Verilen Metin —

= = = =

Merakı Aristoteles ile keşfedelim.

Merakı Aristoteles ile keşfedelim.

Bütün insanlar doğal olarak bilmek isterler.

Bilimin kurucusu olarak adlandırılan Antik Çağın en büyük felsefecilerinden biri olan Aristoteles benim açımdan merakın ilk ve gerçek sembolüdür. Son birkaç yıldır hakkında sürekli okumaya, dinlemeye, araştırmaya çalıştığım Aristoteles Yunan dünyasında ilk bilimsel kütüphane, doğa tarihi müzesi, harita koleksiyonunu kurmuş, bilim sınıflaması yapmış, her bir varlığın türlerine ilişkin problemlerini incelemiştir. Aristoteles’ten önce bilim ana karnında cenindi, onun sayesinde doğdu benzetmesi çok yerindedir. Tüm bilimlere istinaden yazdığı kitaplarda kendisinden önceki yazılanlara yorum yazmış ve eserlere katkı yaparak çıtayı yükseltmiştir. Sadece bilim üzerinde değil, yaratılış, ahlak, devlet, varlık felsefesi üzerine yazdıkları kendisinden sonraki 2000 yıl boyunca tartışılmıştır ve halen de felsefe bölümlerinin ve amatör meraklılar tarafından tartışılmaktan büyük keyif alınmaktadır. Ortaçağ Müslüman Filozofları tarafından çoğu eseri tercüme edilmiş ve üstüne yorumlar yazılmış, kendisine “İlk Öğretmen” ünvanı layık görülmüştir. İnsanlığın ilk öğreticisi ünvanını hem yarattığı eserler hem de kendisinden sonraki tüm araştırmacılara yol açıp onları merakla yola çıkardığı için kesinlikle hak etmektedir.

Aristoteles'i bir deneyciydi, hipotezlerin kanıtlanmasına inanıyordu ve tüm bilgilerimizin duyularımız ve deneyimlerimiz yoluyla oluştuğunu söylüyordu. Babasının makedonya kraliyet hekimi olması ve zihni faaliyetin yüksek olduğu bir ortamda yetişmesi onu biyolojiye yönlendiren ve bu kadar meraklı bir biçimde çok farklı alanlarda araştırma yapmasına yönlendiren neden olabilir.

Tüm insanlık tarihinde İlk Öğretmen olarak adlandırılan Aristoteles antik çağa damgasını vurmuştur. Kurduğu Lykeion okulunun ismi Latinceye Lyceum olarak geçti. Okul ismini Atina dışındaki koruluktan alıyordu. Fransızca Lycee kelimesini be biz Türkçemize Lise olarak aldık.Lykeion (Lise)’de bir çok öğrenci yetiştirmiş ve Siyaset, yasa, tarih, psikoloji, mantık, etik, fizyoloji, zooloji, biyoloji, botanik, dil, kimya, astronomi, mekanik, matematik, felsefe, metafizik, bilgi gibi çok farklı konulara sınırsız bir merak duymuş ve araştırmıştı. Kullandığı ve yarattığı bilim terminolojisi neredeyse 2000 yıl üzerine hiç bir ekleme yapılmadan referans olarak kullanılmıştı. Araştırmalarını yazıya döktüğü için bıraktığı eserlerin sayısı çok yüksekti.

= = = =

Sağlanan Materyal —

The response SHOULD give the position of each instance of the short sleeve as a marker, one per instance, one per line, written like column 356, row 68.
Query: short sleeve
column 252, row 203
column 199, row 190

= = = =

Görev Tanımı —
Aristoteles hakkındaki metne göre Ortaçağ Müslüman filozofları Aristoteles'i hangi unvana layık görmüştür? Buradaki materyalin metinle hiçbir bağlantısı yoktur.

Alıştırma Sonucu —
"İlk Öğretmen" unvanına layık görmüşlerdir.